■ AUFGABENSTELLUNG: Führen Sie das Interview über Schutzausrüstung und Besuchsregeln in Heimen im Anschluss an dessen letzten Satz weiter.

■ DOKUMENTAUSZUG:
• • • • •

Was man schon fast vergessen hat: Sie standen plötzlich vor dem Problem, dass es kaum noch Schutzausrüstung gab.

Helene Maqua: Ja, das war eine große Herausforderung. Man kann schon fast von einem „Kampf um Schutzausrüstung“ sprechen. Plötzlich war kaum noch etwas zu bekommen – weder Desinfektionsmittel noch Handschuhe oder Masken. Für das, was auf dem Markt war, stiegen die Preise unaufhörlich. Die Träger wussten zunächst nicht, ob sie diese Mehrkosten je refinanziert bekämen. Erst später gab es den Rettungsschirm. Bei uns gingen sehr viele Angebote zu Schutzmaterial ein und wir haben Listen mit seriösen Anbietern erstellt. Auch das Ministerium hat sich eingeschaltet und Dinge eingekauft. Wir haben gelernt: Wir brauchen da eine andere Form der Vorratshaltung!  

Das oben erwähnte Besuchsverbot bewegte viele Menschen, und es tat sich da ja bald etwas.

Helene Maqua: Die Wende kam Anfang Mai, als NRW-Gesundheitsminister Laumann die Öffnung ab dem Muttertagswochenende verkündete. Der Minister hatte mit seiner Hartnäckigkeit für dieses Thema gekämpft. „Wir dürfen die Menschen nicht isolieren, wir müssen das mit guten Hygienekonzepten lösen“, so sein Ansatz. Auf die Einrichtungen kam in der Folge ein umfangreiches Besuchsmanagement zu: sichere Besuchssettings schaffen, Listen führen, Termine koordinieren. Ab Mitte Juni wurden die Regelungen dann weiter gelockert.

Sie erwähnten den Minister. Wie lief die Kommunikation mit der Politik?

Helene Maqua: Wir waren Vermittler zwischen der Politik und den Einrichtungen. Eine Herausforderung war es, wenn wir wussten: Es kommt am Freitag- oder Samstagabend wieder eine neue Verordnung, und die Informationen müssen zeitnah weitergegeben werden. Über die LAG standen wir in regem Austausch mit dem Ministerium und haben da zu einer guten Kommunikation gefunden. Uns allen war klar: „Wir haben eine Krise und müssen einen gemeinsamen Weg finden.“ Natürlich sind auch Fehler passiert, so hätten die Reihentests für Pflegekräfte früher kommen müssen. Wir alle mussten viel lernen und haben auch viel gelernt.

Der Wille, Heime wieder zu öffnen, auf der einen Seite und das Einhalten von Hygieneregeln auf der anderen Seite – das bot sicher Raum für Spannungen, oder?

• • • • •

■ DATENAUSZUG:
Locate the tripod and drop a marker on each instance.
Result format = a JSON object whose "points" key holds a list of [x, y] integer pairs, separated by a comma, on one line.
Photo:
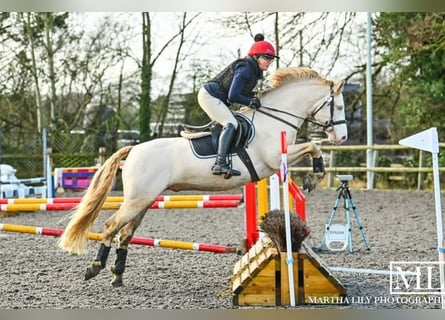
{"points": [[345, 193]]}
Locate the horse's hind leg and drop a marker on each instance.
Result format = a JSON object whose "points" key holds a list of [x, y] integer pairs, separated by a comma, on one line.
{"points": [[125, 235], [298, 151], [112, 225]]}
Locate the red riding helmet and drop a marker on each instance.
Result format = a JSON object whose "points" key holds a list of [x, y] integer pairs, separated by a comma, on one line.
{"points": [[262, 47]]}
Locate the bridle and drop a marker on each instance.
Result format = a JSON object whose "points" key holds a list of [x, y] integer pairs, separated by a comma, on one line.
{"points": [[328, 101]]}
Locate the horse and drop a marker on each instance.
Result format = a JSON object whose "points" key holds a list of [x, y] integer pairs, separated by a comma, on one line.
{"points": [[294, 95]]}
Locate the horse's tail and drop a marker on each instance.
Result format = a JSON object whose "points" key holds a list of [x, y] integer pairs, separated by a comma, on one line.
{"points": [[75, 236]]}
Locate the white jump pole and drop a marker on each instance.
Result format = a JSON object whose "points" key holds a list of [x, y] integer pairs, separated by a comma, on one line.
{"points": [[428, 140], [289, 256]]}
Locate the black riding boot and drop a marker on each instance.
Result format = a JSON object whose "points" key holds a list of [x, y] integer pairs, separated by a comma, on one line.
{"points": [[225, 139]]}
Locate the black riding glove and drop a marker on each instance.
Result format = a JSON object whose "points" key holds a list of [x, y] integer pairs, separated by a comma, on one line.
{"points": [[255, 103]]}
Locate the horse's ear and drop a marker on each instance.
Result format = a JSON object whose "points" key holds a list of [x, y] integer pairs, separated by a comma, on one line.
{"points": [[338, 87]]}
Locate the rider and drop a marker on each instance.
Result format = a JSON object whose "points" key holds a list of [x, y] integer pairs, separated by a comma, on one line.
{"points": [[234, 84]]}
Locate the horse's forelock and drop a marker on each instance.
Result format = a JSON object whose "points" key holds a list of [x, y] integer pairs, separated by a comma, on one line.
{"points": [[285, 75]]}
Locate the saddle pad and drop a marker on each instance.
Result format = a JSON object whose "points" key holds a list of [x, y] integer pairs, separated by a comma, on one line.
{"points": [[203, 147]]}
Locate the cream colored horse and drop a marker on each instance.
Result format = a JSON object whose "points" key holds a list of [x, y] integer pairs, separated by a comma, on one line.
{"points": [[295, 95]]}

• • • • •

■ ÜBUNGSERGEBNIS:
Helene Maqua: Träger und Leitungen mussten immer abwägen, was sie zulassen konnten, und gleichzeitig waren sie Anfeindungen von außen ausgesetzt. So gab es die Forderung, weiter zu öffnen, andererseits aber vereinzelt auch Beschwerden von Angehörigen wegen angeblicher Verstöße gegen Hygienekonzepte. Das waren zwar Einzelfälle, aber es hat zu Verunsicherung geführt und sicher nicht dazu beigetragen, dass zügig Lockerungen der Besuche in den Einrichtungen umgesetzt wurden. Als großer Affront wurde seitens der Träger der Altenhilfe ein Bericht des Fernsehmagazins „Report Mainz“ aus dem August empfunden, in dem der Eindruck vermittelt wurde, als seien in den Heimen während der Zeit der Besuchsverbote quasi rechtsfreie Räume entstanden.

Aus Krisensituationen geht ja auch oft Positives hervor.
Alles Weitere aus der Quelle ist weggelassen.